**What to produce:** Retype the listing below verbatim, leaving out the pictures.

Excerpts from a dataset on object pointing
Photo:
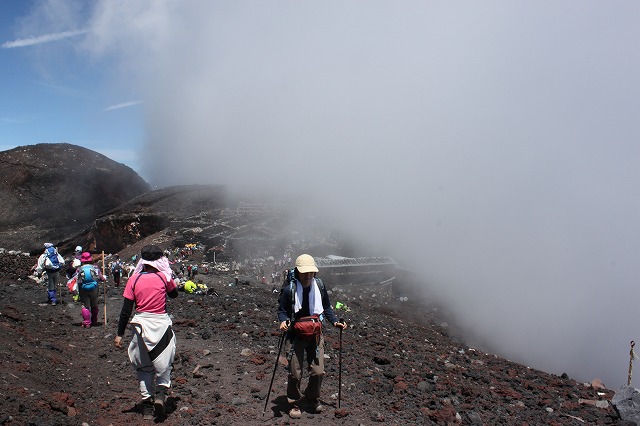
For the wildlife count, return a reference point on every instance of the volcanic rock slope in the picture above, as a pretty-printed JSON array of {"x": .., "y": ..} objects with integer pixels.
[
  {"x": 50, "y": 192},
  {"x": 396, "y": 362}
]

**Expected answer:**
Photo:
For the wildlife count, return a reference point on every instance of the volcanic rock slope in the picture above, as a pretty-printed JSON array of {"x": .., "y": ..} objects with integer pixels.
[
  {"x": 50, "y": 192},
  {"x": 396, "y": 362}
]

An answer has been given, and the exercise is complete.